Task inputs:
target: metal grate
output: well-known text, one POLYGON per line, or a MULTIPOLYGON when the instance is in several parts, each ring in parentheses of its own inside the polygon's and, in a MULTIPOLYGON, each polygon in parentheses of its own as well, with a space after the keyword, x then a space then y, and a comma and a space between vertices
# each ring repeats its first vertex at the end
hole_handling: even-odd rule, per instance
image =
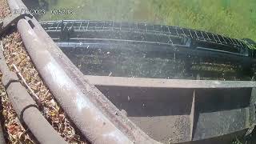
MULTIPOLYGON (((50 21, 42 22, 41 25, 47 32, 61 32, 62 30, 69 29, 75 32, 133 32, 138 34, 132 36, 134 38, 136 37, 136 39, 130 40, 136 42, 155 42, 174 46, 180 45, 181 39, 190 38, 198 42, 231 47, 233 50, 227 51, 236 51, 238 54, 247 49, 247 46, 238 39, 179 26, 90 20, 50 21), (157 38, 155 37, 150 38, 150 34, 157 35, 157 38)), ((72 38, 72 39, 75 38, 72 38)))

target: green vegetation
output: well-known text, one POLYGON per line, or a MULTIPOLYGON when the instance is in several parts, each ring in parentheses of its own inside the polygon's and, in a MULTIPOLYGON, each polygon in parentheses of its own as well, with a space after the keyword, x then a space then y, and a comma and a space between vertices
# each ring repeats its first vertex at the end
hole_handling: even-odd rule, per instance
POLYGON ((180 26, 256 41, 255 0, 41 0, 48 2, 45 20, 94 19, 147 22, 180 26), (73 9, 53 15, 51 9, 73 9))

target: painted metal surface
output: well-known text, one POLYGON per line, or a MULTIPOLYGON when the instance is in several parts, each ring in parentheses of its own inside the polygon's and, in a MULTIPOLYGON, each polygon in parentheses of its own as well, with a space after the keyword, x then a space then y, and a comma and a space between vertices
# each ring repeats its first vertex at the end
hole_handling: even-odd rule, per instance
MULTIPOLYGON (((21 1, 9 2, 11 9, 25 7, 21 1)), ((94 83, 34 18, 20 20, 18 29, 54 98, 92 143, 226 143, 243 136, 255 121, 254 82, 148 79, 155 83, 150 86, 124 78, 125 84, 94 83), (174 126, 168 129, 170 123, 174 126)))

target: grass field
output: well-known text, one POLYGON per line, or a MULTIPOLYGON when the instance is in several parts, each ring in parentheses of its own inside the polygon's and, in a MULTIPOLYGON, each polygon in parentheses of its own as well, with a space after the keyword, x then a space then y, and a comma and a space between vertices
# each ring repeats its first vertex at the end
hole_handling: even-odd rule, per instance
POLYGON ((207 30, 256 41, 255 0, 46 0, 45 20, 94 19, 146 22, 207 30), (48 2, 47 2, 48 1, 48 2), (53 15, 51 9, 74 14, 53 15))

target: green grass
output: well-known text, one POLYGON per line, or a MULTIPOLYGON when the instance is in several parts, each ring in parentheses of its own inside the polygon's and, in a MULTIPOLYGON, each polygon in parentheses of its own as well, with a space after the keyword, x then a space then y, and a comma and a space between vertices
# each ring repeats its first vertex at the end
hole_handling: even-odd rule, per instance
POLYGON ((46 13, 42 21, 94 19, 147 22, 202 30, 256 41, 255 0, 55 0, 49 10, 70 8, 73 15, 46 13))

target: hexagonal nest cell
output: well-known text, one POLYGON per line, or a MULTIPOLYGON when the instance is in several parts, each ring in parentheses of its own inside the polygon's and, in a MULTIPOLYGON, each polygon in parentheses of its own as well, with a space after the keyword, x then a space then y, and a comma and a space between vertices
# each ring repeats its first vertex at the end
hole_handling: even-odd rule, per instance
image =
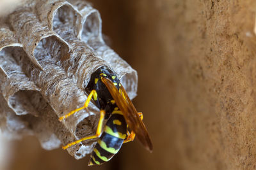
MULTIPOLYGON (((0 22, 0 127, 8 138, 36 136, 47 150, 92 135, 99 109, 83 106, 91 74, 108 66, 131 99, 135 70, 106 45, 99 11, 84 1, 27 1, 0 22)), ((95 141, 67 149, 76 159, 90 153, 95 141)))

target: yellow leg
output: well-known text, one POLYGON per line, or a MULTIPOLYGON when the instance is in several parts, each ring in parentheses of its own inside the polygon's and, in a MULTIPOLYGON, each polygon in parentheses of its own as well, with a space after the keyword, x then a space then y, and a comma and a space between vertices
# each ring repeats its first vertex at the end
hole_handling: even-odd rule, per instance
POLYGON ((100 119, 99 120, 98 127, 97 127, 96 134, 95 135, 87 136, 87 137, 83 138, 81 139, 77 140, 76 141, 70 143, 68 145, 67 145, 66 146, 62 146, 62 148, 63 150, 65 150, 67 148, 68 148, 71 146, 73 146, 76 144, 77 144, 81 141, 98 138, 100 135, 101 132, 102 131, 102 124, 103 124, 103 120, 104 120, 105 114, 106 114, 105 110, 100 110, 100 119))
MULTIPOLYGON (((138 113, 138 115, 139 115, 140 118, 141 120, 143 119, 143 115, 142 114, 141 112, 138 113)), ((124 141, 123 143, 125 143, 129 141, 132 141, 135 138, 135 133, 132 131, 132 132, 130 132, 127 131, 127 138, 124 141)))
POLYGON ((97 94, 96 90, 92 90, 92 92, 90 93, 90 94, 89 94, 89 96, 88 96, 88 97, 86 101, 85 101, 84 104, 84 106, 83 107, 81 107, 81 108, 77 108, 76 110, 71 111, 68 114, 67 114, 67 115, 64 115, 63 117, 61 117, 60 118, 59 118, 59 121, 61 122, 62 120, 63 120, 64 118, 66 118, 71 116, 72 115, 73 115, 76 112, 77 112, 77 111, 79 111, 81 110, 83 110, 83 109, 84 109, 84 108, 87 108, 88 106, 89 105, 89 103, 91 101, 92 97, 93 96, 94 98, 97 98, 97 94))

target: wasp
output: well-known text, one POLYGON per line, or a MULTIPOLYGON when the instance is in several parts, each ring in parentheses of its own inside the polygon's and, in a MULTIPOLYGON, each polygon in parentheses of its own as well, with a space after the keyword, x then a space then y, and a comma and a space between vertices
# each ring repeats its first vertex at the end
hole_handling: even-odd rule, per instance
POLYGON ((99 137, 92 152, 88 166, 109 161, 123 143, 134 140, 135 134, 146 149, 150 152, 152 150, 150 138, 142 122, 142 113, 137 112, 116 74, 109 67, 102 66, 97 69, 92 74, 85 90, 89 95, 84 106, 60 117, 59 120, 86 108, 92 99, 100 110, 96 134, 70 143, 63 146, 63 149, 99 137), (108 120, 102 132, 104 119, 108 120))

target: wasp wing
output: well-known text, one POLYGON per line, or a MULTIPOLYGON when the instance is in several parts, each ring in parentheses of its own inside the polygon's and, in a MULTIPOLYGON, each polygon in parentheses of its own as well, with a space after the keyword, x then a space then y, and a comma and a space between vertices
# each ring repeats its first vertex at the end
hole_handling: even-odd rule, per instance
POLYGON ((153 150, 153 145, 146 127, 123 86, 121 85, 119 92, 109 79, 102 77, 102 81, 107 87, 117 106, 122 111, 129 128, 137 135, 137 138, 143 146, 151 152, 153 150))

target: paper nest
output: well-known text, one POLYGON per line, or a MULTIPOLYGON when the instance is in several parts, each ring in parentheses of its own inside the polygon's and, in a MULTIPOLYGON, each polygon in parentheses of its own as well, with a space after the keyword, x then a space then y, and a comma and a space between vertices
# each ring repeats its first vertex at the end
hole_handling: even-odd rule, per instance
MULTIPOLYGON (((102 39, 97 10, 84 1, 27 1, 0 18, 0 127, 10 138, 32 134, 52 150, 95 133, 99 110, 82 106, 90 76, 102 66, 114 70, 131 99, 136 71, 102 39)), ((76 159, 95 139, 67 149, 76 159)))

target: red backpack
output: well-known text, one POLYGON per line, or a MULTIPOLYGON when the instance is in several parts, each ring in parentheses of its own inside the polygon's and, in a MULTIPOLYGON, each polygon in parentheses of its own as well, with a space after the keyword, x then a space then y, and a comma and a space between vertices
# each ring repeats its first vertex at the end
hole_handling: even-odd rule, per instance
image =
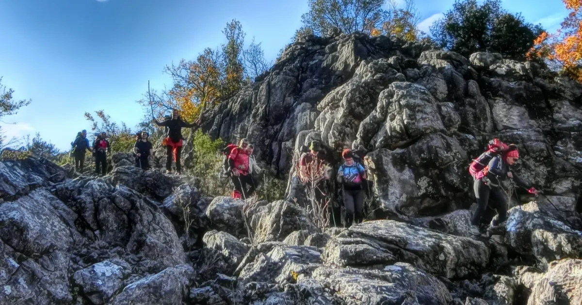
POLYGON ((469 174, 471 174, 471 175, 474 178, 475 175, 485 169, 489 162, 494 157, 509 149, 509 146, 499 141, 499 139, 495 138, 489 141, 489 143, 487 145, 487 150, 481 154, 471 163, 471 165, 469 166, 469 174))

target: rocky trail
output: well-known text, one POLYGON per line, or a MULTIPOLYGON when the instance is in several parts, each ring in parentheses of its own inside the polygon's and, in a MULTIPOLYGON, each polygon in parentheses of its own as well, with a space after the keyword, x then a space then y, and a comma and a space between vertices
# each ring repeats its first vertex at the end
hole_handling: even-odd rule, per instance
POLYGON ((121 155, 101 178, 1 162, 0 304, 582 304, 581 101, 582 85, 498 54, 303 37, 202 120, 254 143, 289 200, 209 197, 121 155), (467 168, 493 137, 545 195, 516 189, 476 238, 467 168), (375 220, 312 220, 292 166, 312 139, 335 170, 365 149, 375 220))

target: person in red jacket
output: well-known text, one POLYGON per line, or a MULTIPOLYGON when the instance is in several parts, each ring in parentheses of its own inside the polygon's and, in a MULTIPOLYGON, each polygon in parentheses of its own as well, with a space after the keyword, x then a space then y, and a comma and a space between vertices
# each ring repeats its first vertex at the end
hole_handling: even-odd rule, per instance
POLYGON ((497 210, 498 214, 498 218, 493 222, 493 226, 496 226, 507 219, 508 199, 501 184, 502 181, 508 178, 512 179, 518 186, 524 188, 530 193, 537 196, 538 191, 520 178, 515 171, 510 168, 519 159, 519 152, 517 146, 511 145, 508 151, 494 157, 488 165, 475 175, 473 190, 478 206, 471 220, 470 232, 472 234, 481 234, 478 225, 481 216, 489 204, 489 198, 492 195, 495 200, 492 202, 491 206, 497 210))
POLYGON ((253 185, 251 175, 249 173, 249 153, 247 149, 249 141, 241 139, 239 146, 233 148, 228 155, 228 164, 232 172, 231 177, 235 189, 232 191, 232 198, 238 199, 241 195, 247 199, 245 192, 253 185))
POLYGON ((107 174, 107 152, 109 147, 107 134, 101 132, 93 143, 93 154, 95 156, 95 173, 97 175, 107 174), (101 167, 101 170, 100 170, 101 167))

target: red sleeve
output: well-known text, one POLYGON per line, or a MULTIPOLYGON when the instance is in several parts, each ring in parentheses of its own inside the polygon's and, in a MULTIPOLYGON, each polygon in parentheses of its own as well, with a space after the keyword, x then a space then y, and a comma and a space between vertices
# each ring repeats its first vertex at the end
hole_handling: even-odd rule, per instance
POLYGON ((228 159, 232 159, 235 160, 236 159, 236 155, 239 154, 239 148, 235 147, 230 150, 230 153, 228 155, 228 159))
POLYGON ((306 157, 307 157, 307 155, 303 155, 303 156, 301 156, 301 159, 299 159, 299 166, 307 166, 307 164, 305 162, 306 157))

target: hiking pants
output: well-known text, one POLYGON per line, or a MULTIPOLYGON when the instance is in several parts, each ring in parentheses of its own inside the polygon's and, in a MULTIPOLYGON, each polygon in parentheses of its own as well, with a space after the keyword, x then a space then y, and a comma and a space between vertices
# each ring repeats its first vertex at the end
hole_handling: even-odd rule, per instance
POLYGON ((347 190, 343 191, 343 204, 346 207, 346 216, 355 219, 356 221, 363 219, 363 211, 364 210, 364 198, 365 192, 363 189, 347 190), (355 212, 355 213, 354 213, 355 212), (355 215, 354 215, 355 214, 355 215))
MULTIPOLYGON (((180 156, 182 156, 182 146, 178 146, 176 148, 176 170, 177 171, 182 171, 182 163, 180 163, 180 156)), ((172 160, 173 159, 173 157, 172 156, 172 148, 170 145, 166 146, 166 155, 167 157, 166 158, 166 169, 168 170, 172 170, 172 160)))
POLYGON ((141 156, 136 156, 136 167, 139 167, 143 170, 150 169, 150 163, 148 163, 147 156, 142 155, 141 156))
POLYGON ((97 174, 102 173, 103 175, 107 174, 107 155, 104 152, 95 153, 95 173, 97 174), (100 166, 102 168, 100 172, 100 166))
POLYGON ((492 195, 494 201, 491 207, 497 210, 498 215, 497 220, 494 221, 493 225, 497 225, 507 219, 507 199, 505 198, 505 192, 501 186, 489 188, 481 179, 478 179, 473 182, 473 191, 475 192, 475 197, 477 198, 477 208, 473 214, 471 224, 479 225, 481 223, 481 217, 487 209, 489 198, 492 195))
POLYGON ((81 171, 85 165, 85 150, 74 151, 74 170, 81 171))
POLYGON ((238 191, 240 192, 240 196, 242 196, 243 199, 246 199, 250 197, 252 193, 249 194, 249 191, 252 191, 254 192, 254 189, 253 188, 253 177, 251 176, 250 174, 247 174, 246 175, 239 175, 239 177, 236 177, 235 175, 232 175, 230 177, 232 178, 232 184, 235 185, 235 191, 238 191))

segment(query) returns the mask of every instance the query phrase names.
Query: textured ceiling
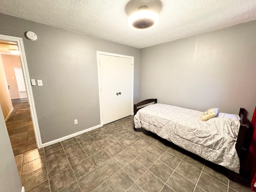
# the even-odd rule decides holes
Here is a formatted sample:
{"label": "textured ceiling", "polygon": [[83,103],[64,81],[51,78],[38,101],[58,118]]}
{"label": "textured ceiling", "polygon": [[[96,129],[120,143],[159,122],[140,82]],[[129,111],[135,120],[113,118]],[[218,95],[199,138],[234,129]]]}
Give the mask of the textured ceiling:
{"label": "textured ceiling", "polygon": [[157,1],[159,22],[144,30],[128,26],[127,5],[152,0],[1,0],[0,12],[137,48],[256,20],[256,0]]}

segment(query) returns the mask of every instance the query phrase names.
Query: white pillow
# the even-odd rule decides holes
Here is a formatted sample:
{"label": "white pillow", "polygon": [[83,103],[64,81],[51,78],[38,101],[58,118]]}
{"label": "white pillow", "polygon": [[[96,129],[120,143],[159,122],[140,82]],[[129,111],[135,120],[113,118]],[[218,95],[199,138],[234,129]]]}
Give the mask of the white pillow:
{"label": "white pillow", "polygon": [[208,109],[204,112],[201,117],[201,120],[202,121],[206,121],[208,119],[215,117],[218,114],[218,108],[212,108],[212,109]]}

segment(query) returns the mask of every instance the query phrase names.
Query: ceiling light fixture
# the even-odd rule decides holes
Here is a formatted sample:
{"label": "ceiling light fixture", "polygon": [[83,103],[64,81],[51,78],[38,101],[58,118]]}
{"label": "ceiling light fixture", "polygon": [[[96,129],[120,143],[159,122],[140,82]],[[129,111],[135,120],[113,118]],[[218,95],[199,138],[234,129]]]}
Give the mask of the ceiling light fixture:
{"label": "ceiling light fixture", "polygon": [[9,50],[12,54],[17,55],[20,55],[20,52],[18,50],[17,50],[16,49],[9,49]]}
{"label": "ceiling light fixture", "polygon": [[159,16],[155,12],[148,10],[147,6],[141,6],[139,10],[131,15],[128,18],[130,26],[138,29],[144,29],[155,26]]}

Description of the task:
Copy out the lines from the start of the entries through the line containing "POLYGON ((180 26, 256", both ends included, leaving out the pictures.

Final answer:
target: metal grate
output: well-known text, one POLYGON per line, or a MULTIPOLYGON when the instance is in several parts, each ring in parentheses of its own inside the polygon's and, in a MULTIPOLYGON, each polygon in parentheses of its own as well, with a space after the keyword, x then a space then y, and a comma and a space between vertices
# each ring repeats its first vertex at the end
hole_handling: even-odd rule, per instance
image =
MULTIPOLYGON (((50 21, 42 22, 41 25, 47 32, 61 32, 62 30, 69 29, 75 32, 133 32, 138 34, 132 36, 134 38, 136 37, 136 39, 130 40, 136 42, 155 42, 174 46, 180 45, 181 39, 190 38, 198 42, 231 47, 233 50, 227 51, 236 51, 238 54, 247 49, 247 46, 238 39, 179 26, 90 20, 50 21), (157 38, 155 37, 150 38, 150 34, 157 35, 157 38)), ((72 38, 72 39, 75 38, 72 38)))

target: green vegetation
output: well-known text, one POLYGON per line, or a MULTIPOLYGON when the instance is in several parts, each ring in parentheses of its own inside the polygon's and, in a MULTIPOLYGON, each polygon in parentheses of its own as well, with a space after the keyword, x then a space then y, and a comma and a space between vertices
# each ring repeats its first vertex at the end
hole_handling: even-odd rule, per instance
POLYGON ((180 26, 256 41, 255 0, 41 0, 48 2, 45 20, 94 19, 147 22, 180 26), (73 9, 53 15, 51 9, 73 9))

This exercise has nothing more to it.